[YOUR TASK]: Transcribe, exactly and without pictures, the lines below from the line with "positive clicks: (19, 104)" to the line with "box: [828, 336, 896, 488]", both ends included, and no others.

Saved entries
***

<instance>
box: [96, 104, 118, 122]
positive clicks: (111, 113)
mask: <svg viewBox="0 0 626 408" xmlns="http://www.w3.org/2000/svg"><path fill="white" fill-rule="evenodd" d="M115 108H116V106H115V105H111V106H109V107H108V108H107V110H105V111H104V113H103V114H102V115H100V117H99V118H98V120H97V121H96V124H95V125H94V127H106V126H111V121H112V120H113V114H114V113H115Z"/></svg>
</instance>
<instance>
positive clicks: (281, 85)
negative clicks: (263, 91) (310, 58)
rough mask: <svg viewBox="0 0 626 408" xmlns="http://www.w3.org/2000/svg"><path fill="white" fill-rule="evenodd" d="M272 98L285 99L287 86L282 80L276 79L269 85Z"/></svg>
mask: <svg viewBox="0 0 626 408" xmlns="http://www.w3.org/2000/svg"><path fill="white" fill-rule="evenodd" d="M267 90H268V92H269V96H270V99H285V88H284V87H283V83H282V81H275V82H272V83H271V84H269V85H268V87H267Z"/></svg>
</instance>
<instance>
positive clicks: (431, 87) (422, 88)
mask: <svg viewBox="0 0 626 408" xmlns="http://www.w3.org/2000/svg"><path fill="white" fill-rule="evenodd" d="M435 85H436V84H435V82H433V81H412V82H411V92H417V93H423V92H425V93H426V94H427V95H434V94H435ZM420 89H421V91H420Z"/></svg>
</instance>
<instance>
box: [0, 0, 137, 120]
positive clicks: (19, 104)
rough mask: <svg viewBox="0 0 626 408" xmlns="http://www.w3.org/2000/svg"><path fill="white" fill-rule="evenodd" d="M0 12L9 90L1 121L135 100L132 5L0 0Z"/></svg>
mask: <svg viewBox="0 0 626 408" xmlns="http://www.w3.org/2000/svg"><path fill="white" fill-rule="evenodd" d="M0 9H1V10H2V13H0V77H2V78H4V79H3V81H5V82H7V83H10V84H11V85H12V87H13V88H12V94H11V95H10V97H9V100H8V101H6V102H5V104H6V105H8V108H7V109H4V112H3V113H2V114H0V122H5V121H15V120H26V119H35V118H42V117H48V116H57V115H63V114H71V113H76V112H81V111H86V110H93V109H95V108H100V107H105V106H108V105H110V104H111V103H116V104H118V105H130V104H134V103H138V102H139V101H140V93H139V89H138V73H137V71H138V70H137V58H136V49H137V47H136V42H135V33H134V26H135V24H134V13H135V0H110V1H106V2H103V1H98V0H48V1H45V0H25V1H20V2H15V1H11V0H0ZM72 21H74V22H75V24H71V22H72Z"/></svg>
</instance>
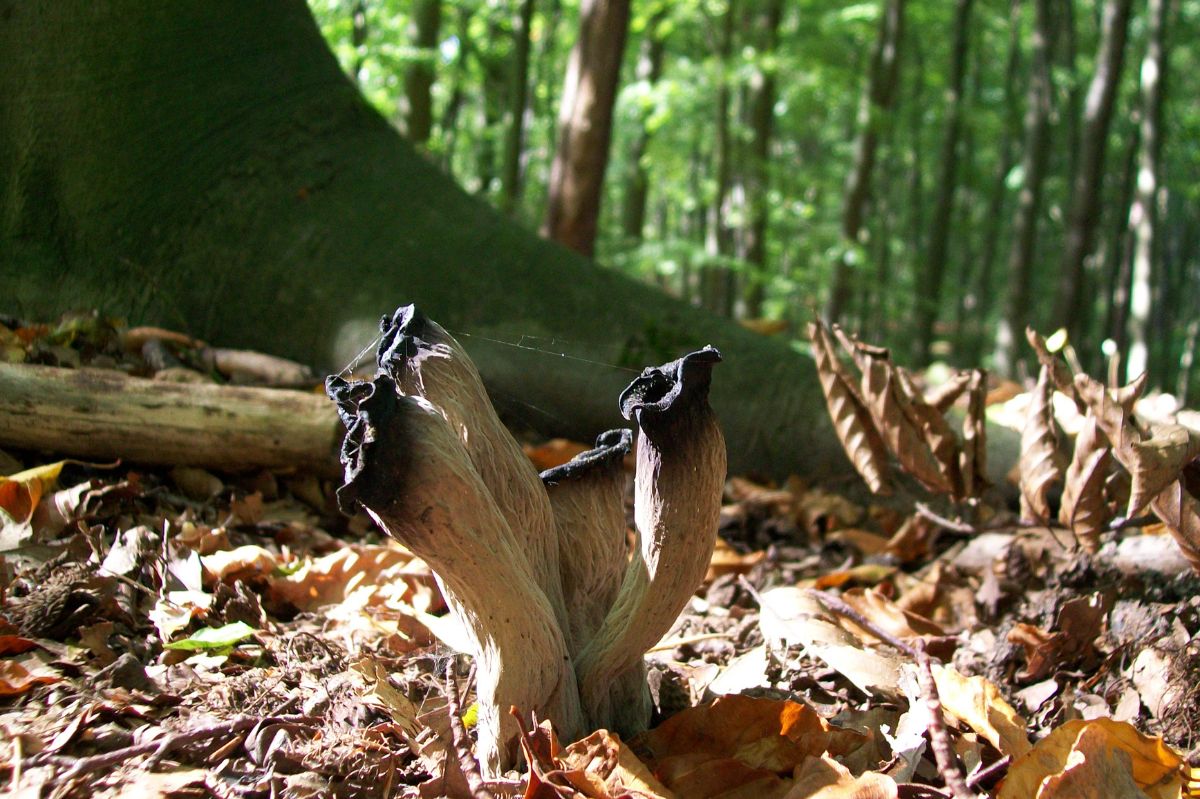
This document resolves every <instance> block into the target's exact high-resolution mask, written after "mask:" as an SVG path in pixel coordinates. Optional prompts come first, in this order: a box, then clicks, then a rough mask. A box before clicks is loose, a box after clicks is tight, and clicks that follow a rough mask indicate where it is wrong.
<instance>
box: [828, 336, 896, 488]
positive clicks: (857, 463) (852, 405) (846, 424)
mask: <svg viewBox="0 0 1200 799" xmlns="http://www.w3.org/2000/svg"><path fill="white" fill-rule="evenodd" d="M809 338H811V340H812V356H814V359H815V360H816V366H817V377H818V378H820V380H821V390H822V391H824V397H826V407H827V408H828V409H829V417H830V419H832V420H833V426H834V429H835V431H836V432H838V440H839V441H841V446H842V449H844V450H846V456H847V457H850V462H851V463H853V464H854V468H856V469H857V470H858V474H859V475H862V477H863V480H865V481H866V486H868V487H869V488H870V489H871V492H872V493H876V494H887V493H890V491H892V487H890V485H889V480H888V456H887V447H886V445H884V444H883V439H882V438H881V437H880V432H878V431H877V429H876V428H875V423H874V422H872V421H871V413H870V411H869V410H868V408H866V405H865V404H864V403H863V399H862V397H860V396H859V395H858V391H856V390H854V385H853V383H852V380H851V378H850V376H848V374H847V373H846V370H845V367H842V365H841V361H839V360H838V355H836V354H835V353H834V352H833V346H832V343H830V341H829V336H828V335H827V334H826V330H824V325H823V324H822V323H820V322H816V323H811V324H809Z"/></svg>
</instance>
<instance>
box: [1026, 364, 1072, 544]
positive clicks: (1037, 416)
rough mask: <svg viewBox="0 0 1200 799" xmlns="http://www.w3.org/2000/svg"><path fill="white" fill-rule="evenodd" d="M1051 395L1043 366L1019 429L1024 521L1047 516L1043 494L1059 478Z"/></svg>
mask: <svg viewBox="0 0 1200 799" xmlns="http://www.w3.org/2000/svg"><path fill="white" fill-rule="evenodd" d="M1052 396H1054V386H1051V385H1050V370H1049V368H1048V367H1045V366H1043V367H1042V370H1040V371H1039V372H1038V383H1037V386H1034V389H1033V395H1032V399H1031V403H1030V410H1028V415H1027V416H1026V417H1025V429H1022V431H1021V461H1020V464H1021V465H1020V468H1021V518H1022V519H1026V521H1040V522H1044V521H1046V519H1049V518H1050V505H1049V503H1048V501H1046V494H1048V493H1049V491H1050V488H1051V486H1054V483H1056V482H1058V481H1060V480H1062V456H1061V455H1060V453H1058V434H1057V432H1056V429H1055V420H1054V404H1052V403H1051V397H1052Z"/></svg>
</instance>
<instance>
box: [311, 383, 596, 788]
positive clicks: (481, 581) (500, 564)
mask: <svg viewBox="0 0 1200 799" xmlns="http://www.w3.org/2000/svg"><path fill="white" fill-rule="evenodd" d="M330 391H331V394H332V395H334V396H335V398H336V399H337V402H338V405H340V411H341V413H342V414H343V415H344V416H346V417H348V419H350V421H352V426H350V429H349V432H348V433H347V439H346V449H344V451H343V458H344V459H346V464H347V479H346V485H344V486H343V487H342V488H341V489H340V491H338V499H340V500H341V501H342V505H343V507H344V506H348V505H349V504H353V503H358V504H361V505H362V506H364V507H365V509H366V510H367V511H368V512H370V513H371V516H372V517H373V518H374V519H376V522H377V523H378V524H379V525H380V527H382V528H383V529H384V530H385V531H386V533H388V534H389V535H391V536H394V537H395V539H397V540H400V541H402V542H403V543H404V545H406V546H408V547H409V548H410V549H412V551H413V552H414V553H415V554H418V555H419V557H420V558H422V559H424V560H425V561H426V563H428V564H430V566H431V569H432V570H433V571H434V573H436V575H437V578H438V583H439V585H440V587H442V590H443V594H444V595H445V597H446V602H448V605H449V606H450V608H451V612H454V613H455V615H456V617H457V618H458V619H460V620H461V623H462V624H463V626H464V629H466V630H467V631H468V632H469V635H470V636H472V637H473V639H474V651H473V653H472V654H473V655H474V656H475V661H476V665H478V693H479V758H480V763H481V765H482V768H484V771H485V774H486V775H488V776H494V775H498V774H500V773H502V771H503V770H505V769H508V768H511V767H514V765H515V764H516V761H517V747H518V743H517V737H518V729H517V727H516V725H515V723H514V721H512V719H511V717H510V716H508V715H502V710H500V709H502V708H508V707H509V705H516V707H518V708H522V709H523V710H526V711H528V710H533V711H536V713H538V714H539V715H542V716H545V717H548V719H551V720H552V721H553V723H554V727H556V728H557V729H559V731H562V734H563V735H565V737H569V738H572V739H574V738H575V737H576V735H578V734H580V733H582V731H583V719H582V715H581V713H580V704H578V701H580V698H578V692H577V689H576V683H575V673H574V672H572V669H571V663H570V659H569V655H568V651H566V643H565V639H564V636H563V631H562V629H560V627H559V626H558V621H557V618H556V613H554V608H552V607H551V603H550V600H548V599H547V597H546V594H545V593H544V591H542V590H541V588H540V585H539V584H538V581H536V576H535V573H534V571H533V567H532V566H530V563H529V559H528V558H527V557H526V553H524V541H523V540H522V539H521V537H520V536H517V535H516V534H514V531H512V529H511V528H510V527H509V523H508V521H506V519H505V518H504V516H503V515H502V513H500V511H499V510H498V509H497V506H496V503H494V501H493V498H492V494H491V492H490V491H488V489H487V487H486V486H485V485H484V482H482V480H481V479H480V477H479V474H478V473H476V471H475V469H474V468H473V465H472V463H470V458H469V457H468V455H467V451H466V449H464V447H463V444H462V441H461V440H460V438H458V435H457V433H456V431H454V429H452V428H451V426H450V423H449V422H448V421H446V420H445V417H443V415H442V414H440V413H438V410H437V409H436V408H433V407H432V405H431V404H430V403H428V402H426V401H425V399H421V398H419V397H404V396H401V395H400V394H397V391H396V384H395V382H394V380H392V379H391V378H389V377H388V376H384V374H380V376H377V377H376V379H374V382H373V383H371V384H344V383H338V382H336V380H332V382H331V384H330Z"/></svg>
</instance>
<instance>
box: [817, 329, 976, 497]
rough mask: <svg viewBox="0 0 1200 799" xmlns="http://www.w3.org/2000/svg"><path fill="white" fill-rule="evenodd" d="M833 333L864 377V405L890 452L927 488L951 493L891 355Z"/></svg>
mask: <svg viewBox="0 0 1200 799" xmlns="http://www.w3.org/2000/svg"><path fill="white" fill-rule="evenodd" d="M833 331H834V335H835V336H838V341H839V342H841V346H842V347H844V348H846V350H847V352H848V353H850V354H851V356H852V358H853V359H854V362H856V364H857V365H858V368H859V371H860V372H862V373H863V380H862V394H863V402H864V403H866V407H868V409H869V410H870V411H871V419H874V420H875V427H876V428H877V429H878V431H880V433H881V434H882V437H883V440H884V443H887V445H888V450H890V451H892V455H894V456H895V457H896V459H898V461H899V462H900V465H901V467H902V468H904V470H905V471H907V473H908V474H910V475H912V476H913V477H916V479H917V480H918V481H919V482H920V483H922V485H923V486H925V488H928V489H929V491H931V492H934V493H940V494H947V493H950V492H952V491H953V489H954V485H953V483H952V482H950V481H949V480H947V477H946V475H944V474H942V469H941V467H940V465H938V463H937V458H935V457H934V453H932V451H931V450H930V449H929V445H928V444H926V443H925V437H924V435H922V432H920V428H919V427H918V426H917V425H914V423H913V422H912V420H911V419H910V417H908V416H907V415H906V414H905V411H904V407H902V405H901V402H900V389H899V386H898V385H896V383H898V378H896V377H895V374H896V370H895V367H894V366H893V365H892V361H890V360H888V352H887V350H886V349H880V348H878V347H870V346H869V344H864V343H862V342H859V341H857V340H854V338H851V337H850V336H847V335H846V334H844V332H842V331H841V330H840V329H839V328H834V329H833Z"/></svg>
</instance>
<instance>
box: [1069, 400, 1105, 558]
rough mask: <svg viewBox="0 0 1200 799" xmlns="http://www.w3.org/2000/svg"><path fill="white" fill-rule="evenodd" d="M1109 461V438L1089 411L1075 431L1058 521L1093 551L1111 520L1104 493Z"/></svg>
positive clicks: (1097, 548) (1085, 547) (1097, 546)
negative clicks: (1073, 441)
mask: <svg viewBox="0 0 1200 799" xmlns="http://www.w3.org/2000/svg"><path fill="white" fill-rule="evenodd" d="M1111 464H1112V449H1111V447H1110V446H1109V439H1108V438H1106V437H1105V435H1104V433H1102V432H1100V429H1099V426H1098V425H1097V423H1096V416H1092V415H1088V416H1086V417H1085V419H1084V426H1082V427H1081V428H1080V431H1079V433H1076V434H1075V451H1074V453H1073V455H1072V457H1070V464H1069V465H1068V467H1067V476H1066V481H1064V485H1063V489H1062V505H1061V506H1060V509H1058V521H1060V522H1062V523H1063V524H1066V525H1067V527H1069V528H1070V529H1072V531H1074V534H1075V537H1076V539H1078V540H1079V542H1080V543H1081V545H1082V547H1084V548H1085V549H1087V551H1088V552H1093V553H1094V552H1096V551H1097V549H1099V547H1100V533H1103V531H1104V529H1105V528H1106V527H1108V525H1109V522H1110V521H1111V513H1110V512H1109V504H1108V501H1106V500H1105V497H1104V483H1105V481H1106V479H1108V473H1109V469H1110V467H1111Z"/></svg>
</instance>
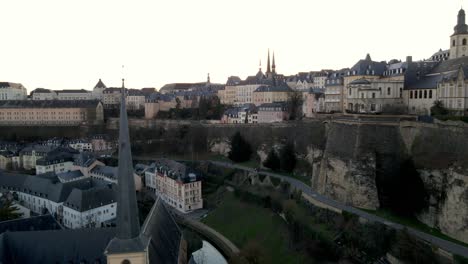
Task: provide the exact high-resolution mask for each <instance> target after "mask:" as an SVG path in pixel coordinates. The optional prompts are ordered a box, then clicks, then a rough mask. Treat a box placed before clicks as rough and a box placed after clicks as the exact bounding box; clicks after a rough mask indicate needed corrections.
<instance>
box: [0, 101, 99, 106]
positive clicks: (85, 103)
mask: <svg viewBox="0 0 468 264" xmlns="http://www.w3.org/2000/svg"><path fill="white" fill-rule="evenodd" d="M98 104H100V102H99V101H98V100H82V101H78V100H76V101H73V100H70V101H68V100H67V101H63V100H16V101H14V100H13V101H10V100H8V101H6V100H5V101H0V108H96V107H97V106H98Z"/></svg>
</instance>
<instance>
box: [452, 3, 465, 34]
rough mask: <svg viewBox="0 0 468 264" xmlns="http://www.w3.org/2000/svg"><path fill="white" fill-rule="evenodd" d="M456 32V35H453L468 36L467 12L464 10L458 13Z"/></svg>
mask: <svg viewBox="0 0 468 264" xmlns="http://www.w3.org/2000/svg"><path fill="white" fill-rule="evenodd" d="M454 31H455V33H453V35H458V34H468V26H467V25H466V21H465V10H463V8H462V9H460V11H458V16H457V25H456V26H455V28H454Z"/></svg>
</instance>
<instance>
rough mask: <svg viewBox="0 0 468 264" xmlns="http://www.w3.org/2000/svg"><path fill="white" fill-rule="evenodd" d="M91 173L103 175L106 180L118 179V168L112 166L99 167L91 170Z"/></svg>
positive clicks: (103, 166)
mask: <svg viewBox="0 0 468 264" xmlns="http://www.w3.org/2000/svg"><path fill="white" fill-rule="evenodd" d="M91 173H93V174H98V175H102V176H104V177H106V178H110V179H115V178H117V168H116V167H111V166H102V165H98V166H96V167H94V168H93V169H92V170H91Z"/></svg>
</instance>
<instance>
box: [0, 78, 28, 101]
mask: <svg viewBox="0 0 468 264" xmlns="http://www.w3.org/2000/svg"><path fill="white" fill-rule="evenodd" d="M27 96H28V95H27V91H26V88H24V86H23V85H22V84H21V83H11V82H0V100H25V99H26V98H27Z"/></svg>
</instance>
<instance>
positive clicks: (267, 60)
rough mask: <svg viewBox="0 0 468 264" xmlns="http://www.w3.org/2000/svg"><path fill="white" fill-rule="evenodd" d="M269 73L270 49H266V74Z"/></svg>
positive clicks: (269, 61)
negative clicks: (266, 62)
mask: <svg viewBox="0 0 468 264" xmlns="http://www.w3.org/2000/svg"><path fill="white" fill-rule="evenodd" d="M270 72H271V68H270V49H268V59H267V72H266V73H270Z"/></svg>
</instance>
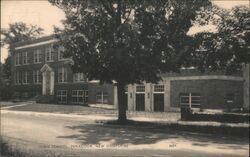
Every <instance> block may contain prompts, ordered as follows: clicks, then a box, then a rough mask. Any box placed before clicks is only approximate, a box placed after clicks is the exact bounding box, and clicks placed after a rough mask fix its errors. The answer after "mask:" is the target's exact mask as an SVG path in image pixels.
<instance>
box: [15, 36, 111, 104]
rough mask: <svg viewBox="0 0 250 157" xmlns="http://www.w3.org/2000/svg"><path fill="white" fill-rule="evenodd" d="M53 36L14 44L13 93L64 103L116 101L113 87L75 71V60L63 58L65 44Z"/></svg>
mask: <svg viewBox="0 0 250 157" xmlns="http://www.w3.org/2000/svg"><path fill="white" fill-rule="evenodd" d="M57 42H58V41H57V40H56V39H55V38H54V37H53V36H48V37H43V38H39V39H35V40H32V41H26V42H20V43H16V44H15V45H14V46H13V47H12V52H13V54H12V56H13V57H12V84H13V87H14V90H15V94H14V97H15V98H21V99H28V98H32V97H35V96H38V97H39V98H38V101H41V102H43V101H44V102H55V103H65V104H89V103H91V104H114V102H113V100H114V92H113V91H114V89H113V88H114V87H113V86H112V85H109V84H104V85H102V86H101V85H99V83H98V81H88V79H87V78H86V76H85V75H84V74H83V73H73V72H72V70H71V67H70V64H71V63H72V60H71V59H69V58H63V51H64V48H63V47H62V46H55V44H56V43H57Z"/></svg>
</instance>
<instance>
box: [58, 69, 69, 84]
mask: <svg viewBox="0 0 250 157" xmlns="http://www.w3.org/2000/svg"><path fill="white" fill-rule="evenodd" d="M58 82H59V83H63V82H67V69H66V68H64V67H63V68H59V69H58Z"/></svg>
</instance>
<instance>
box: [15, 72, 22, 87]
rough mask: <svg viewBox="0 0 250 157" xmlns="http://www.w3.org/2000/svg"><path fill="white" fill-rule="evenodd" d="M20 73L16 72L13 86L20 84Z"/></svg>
mask: <svg viewBox="0 0 250 157" xmlns="http://www.w3.org/2000/svg"><path fill="white" fill-rule="evenodd" d="M21 81H22V80H21V73H20V72H16V74H15V84H17V85H18V84H21Z"/></svg>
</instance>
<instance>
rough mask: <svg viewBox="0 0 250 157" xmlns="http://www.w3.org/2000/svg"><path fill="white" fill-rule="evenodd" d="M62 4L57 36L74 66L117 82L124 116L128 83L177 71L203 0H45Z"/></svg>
mask: <svg viewBox="0 0 250 157" xmlns="http://www.w3.org/2000/svg"><path fill="white" fill-rule="evenodd" d="M49 1H50V2H51V3H52V4H53V5H56V6H58V7H59V8H61V9H63V11H64V12H65V13H66V20H65V21H64V22H63V24H64V27H65V28H64V29H63V30H60V29H56V34H57V37H58V38H59V39H60V41H61V44H63V45H64V47H65V49H66V51H65V56H68V57H72V59H73V62H74V63H73V65H72V69H73V71H74V72H83V73H85V74H87V77H88V78H89V79H98V80H100V82H101V83H104V82H108V83H110V82H112V81H113V80H114V81H115V82H116V85H117V89H118V110H119V112H118V113H119V114H118V121H119V122H125V121H126V109H125V104H124V99H125V94H124V93H125V91H124V87H125V86H126V85H127V84H133V83H142V82H143V81H146V82H157V81H159V80H160V77H159V74H160V73H163V72H166V71H178V70H179V68H180V67H182V66H183V64H185V61H184V59H183V55H185V53H187V52H188V51H189V49H191V46H189V44H190V42H191V38H190V37H188V36H187V31H188V30H189V28H190V27H191V26H192V21H193V20H194V19H195V17H196V12H197V11H199V10H200V8H201V7H205V6H208V5H211V4H210V2H209V1H208V0H204V1H197V0H182V1H176V0H161V1H154V0H140V1H138V0H109V1H103V0H81V1H80V0H76V1H68V0H49Z"/></svg>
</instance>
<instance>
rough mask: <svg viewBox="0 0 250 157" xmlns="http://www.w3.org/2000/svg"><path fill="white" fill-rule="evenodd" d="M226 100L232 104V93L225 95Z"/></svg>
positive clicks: (233, 97) (233, 94)
mask: <svg viewBox="0 0 250 157" xmlns="http://www.w3.org/2000/svg"><path fill="white" fill-rule="evenodd" d="M226 102H227V103H230V104H233V103H234V94H233V93H227V95H226Z"/></svg>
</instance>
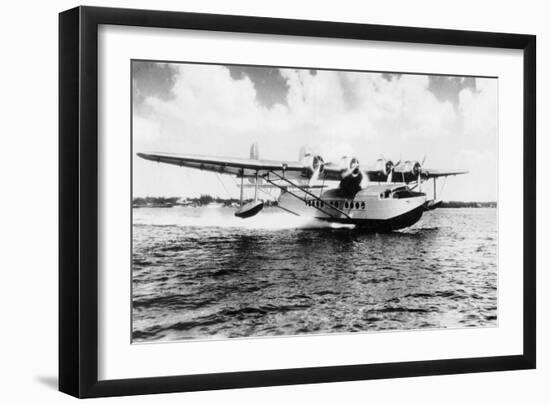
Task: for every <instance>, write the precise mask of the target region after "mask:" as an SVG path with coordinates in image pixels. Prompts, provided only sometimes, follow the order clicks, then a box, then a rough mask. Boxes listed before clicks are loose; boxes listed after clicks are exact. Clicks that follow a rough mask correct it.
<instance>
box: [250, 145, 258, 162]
mask: <svg viewBox="0 0 550 404" xmlns="http://www.w3.org/2000/svg"><path fill="white" fill-rule="evenodd" d="M259 158H260V152H259V151H258V143H252V145H251V146H250V159H251V160H258V159H259Z"/></svg>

***

[REPLY]:
positive clicks: (19, 104)
rough mask: <svg viewBox="0 0 626 408" xmlns="http://www.w3.org/2000/svg"><path fill="white" fill-rule="evenodd" d="M0 12L9 90L1 121L135 100L132 5L0 0Z"/></svg>
mask: <svg viewBox="0 0 626 408" xmlns="http://www.w3.org/2000/svg"><path fill="white" fill-rule="evenodd" d="M0 9H1V10H2V13H0V77H2V78H4V79H3V81H5V82H7V83H10V84H11V85H12V87H13V88H12V94H11V95H10V97H9V100H8V101H6V102H5V104H6V105H8V108H7V109H4V112H3V113H2V114H0V122H5V121H15V120H26V119H35V118H42V117H48V116H57V115H63V114H71V113H76V112H81V111H86V110H93V109H95V108H100V107H105V106H108V105H110V104H111V103H116V104H118V105H130V104H134V103H138V102H139V101H140V93H139V89H138V73H137V71H138V70H137V58H136V49H137V47H136V42H135V33H134V26H135V24H134V13H135V0H110V1H106V2H103V1H98V0H48V1H45V0H25V1H20V2H15V1H11V0H0ZM72 21H74V22H75V24H71V22H72Z"/></svg>
</instance>
This document resolves every <instance> block into the target's exact high-resolution mask, written after "mask:" as an SVG path in pixel coordinates. Optional prompts come first, in this order: a box, then clicks, then a rough mask. A box before clicks is loose, a box after clicks is tight, and clicks that follow a rough mask indicate where it is wrong.
<instance>
box: [828, 336, 896, 488]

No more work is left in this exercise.